>> Begin
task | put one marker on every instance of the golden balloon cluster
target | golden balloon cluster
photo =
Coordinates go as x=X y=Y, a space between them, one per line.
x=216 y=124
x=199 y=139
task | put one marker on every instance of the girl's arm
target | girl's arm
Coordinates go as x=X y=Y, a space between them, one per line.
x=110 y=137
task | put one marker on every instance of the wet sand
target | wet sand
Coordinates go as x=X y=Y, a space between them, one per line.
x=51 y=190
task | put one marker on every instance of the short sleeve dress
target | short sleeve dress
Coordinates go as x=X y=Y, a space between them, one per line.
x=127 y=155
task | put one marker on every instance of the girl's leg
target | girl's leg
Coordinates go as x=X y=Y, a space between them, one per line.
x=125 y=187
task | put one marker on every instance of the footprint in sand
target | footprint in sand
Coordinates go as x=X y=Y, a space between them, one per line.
>> End
Aim of the task —
Copy out the stretch from the start of the rows through the line containing "x=127 y=155", and only those lines. Keep every request line as it is and shift each answer coordinate up by 88, for both x and y.

Output of the task —
task | put one marker on every instance of the golden balloon cluster
target | golden balloon cluster
photo =
Coordinates go as x=X y=Y, a space between them, one per line.
x=304 y=212
x=287 y=227
task | put one marker on every instance of the girl's arm
target | girl's arm
Coordinates go as x=X y=Y, a space between them, one per line.
x=198 y=225
task | put one marker on every instance of the wet sand
target | wet sand
Coordinates go as x=X y=Y, a space between them, one per line.
x=139 y=278
task | put one marker on every instance of the short sleeve dress
target | short sleeve dress
Coordinates go as x=X y=Y, a space between them, one per line.
x=215 y=243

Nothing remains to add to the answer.